**What this task involves**
Reproduce every line of the records below with no changes.
─── Input material
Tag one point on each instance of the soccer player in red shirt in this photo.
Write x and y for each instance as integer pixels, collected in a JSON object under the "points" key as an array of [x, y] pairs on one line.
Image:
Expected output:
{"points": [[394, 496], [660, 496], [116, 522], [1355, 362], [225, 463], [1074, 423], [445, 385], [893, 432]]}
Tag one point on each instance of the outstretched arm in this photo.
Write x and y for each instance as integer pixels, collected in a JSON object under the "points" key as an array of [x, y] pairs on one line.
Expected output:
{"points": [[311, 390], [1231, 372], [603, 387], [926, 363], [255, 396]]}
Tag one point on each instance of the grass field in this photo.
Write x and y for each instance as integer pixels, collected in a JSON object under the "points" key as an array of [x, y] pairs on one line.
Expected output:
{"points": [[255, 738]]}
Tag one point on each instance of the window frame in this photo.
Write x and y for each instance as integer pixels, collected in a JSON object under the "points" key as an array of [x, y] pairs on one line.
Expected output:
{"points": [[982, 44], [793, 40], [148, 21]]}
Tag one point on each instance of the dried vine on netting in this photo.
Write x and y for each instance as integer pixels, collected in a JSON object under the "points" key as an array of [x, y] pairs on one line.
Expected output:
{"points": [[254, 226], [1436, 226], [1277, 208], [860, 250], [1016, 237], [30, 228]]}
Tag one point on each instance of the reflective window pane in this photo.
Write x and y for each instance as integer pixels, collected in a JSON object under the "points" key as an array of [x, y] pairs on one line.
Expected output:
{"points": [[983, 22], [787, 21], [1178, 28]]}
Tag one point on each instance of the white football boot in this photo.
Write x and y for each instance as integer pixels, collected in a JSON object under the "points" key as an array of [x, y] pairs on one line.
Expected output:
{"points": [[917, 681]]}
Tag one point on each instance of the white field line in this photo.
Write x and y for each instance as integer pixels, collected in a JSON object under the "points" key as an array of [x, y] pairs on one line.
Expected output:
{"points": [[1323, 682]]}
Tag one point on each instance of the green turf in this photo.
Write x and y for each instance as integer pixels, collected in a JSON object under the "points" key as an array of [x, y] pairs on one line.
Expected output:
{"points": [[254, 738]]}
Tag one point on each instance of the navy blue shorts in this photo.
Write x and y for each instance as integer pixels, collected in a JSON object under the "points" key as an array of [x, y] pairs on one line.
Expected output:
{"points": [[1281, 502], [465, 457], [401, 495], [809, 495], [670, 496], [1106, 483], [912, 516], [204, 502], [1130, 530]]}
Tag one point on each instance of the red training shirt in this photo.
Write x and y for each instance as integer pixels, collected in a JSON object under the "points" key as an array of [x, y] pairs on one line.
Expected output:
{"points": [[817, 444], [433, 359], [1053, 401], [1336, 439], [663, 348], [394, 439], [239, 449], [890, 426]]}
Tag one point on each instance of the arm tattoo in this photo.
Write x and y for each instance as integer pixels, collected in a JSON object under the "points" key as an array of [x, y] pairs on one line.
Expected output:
──────
**Solution to the problem**
Tag one point on each instance of the soccer player in red shirt in this photo.
Write x and y for each instance as integer pixels, collected in a JSON object under the "points" key as an array of [x, y] pairs on one line.
Image:
Expected output:
{"points": [[394, 496], [660, 496], [116, 522], [1355, 362], [225, 463], [1074, 423], [445, 385], [893, 432]]}
Tag one point on each instance of the outstretched arm in this photo.
Write x and y for each instance as integer pixels, collected in a JSON object under the "points" key as an array of [x, y] pairs on one line.
Expected output:
{"points": [[311, 390], [1231, 372], [603, 387], [926, 363], [255, 396]]}
Tag one point on each instance of the grass field in this photo.
Write x and y for each instance as integer pixels, collected in a JSON object under the "points" key as an array of [x, y] pairs on one line.
Expected output:
{"points": [[255, 738]]}
Tag one point on each instance of the window frame in this photo.
Write x and y for each instance as integer pixels, collected in a JSON object under the "points" key as an array of [x, y] pairs on one line.
Expected output:
{"points": [[982, 44], [793, 40], [148, 21]]}
Tag one point on each instance of the dried vine on netting in this photo.
Write x and y for each instance as integer pixels, collected in a JSON object under the "points" key as an array of [x, y] pairs on one line.
Expected output:
{"points": [[254, 226], [1436, 226], [1277, 208], [860, 250], [1016, 237], [30, 228]]}
Tag one point on each instance of the reflective window pane in this photo.
Write x and y for each instance as integer pixels, collected in a JSON object under the "points" key as an array of [x, y] pairs on one line.
Expected output:
{"points": [[983, 22], [787, 21], [1178, 28]]}
Tag one point on each instance of the white football boot in this photo.
Write x and y for each instance as integer pixels, collected in a JSON object under the "points" key as an array of [x, y] pairs on one line.
Expected output:
{"points": [[917, 681]]}
Tag one point on each instance of the white field line in this photo.
Write x and y for each instance as integer pixels, collected in a JSON object under the "points" key as an array of [x, y] pairs on one line.
Expected output:
{"points": [[1323, 682]]}
Tag one point on each instance of the green turf in this photo.
Write x and y for each instance as integer pixels, collected in a JSON object under the "points" key as an array of [x, y] pairs on one line.
Expected output:
{"points": [[254, 738]]}
Tag one point on each instance of the navy blue shorts in this photo.
Write x and y for each instance as integer pixels, collected in a JSON object under the "points" key as an array of [x, y] pairs on one line.
Expected output:
{"points": [[1281, 502], [465, 457], [401, 495], [809, 495], [670, 496], [1106, 483], [912, 516], [204, 502], [1130, 530]]}
Tag one point on each instance of the red training shirt in this photo.
Write x and y for each instance as integer pixels, collected in a JSON object under the "points" key as an array of [x, y] pairs on one line.
Expected output:
{"points": [[817, 444], [433, 359], [1053, 401], [1336, 439], [663, 348], [394, 439], [239, 449], [890, 426]]}
Tag one point on each instance of the arm tattoo in this photo.
Write x and y for each instance as integer pixels, collected in a JSON object under the "points" key as an array of [x, y] pairs on one line.
Expected output:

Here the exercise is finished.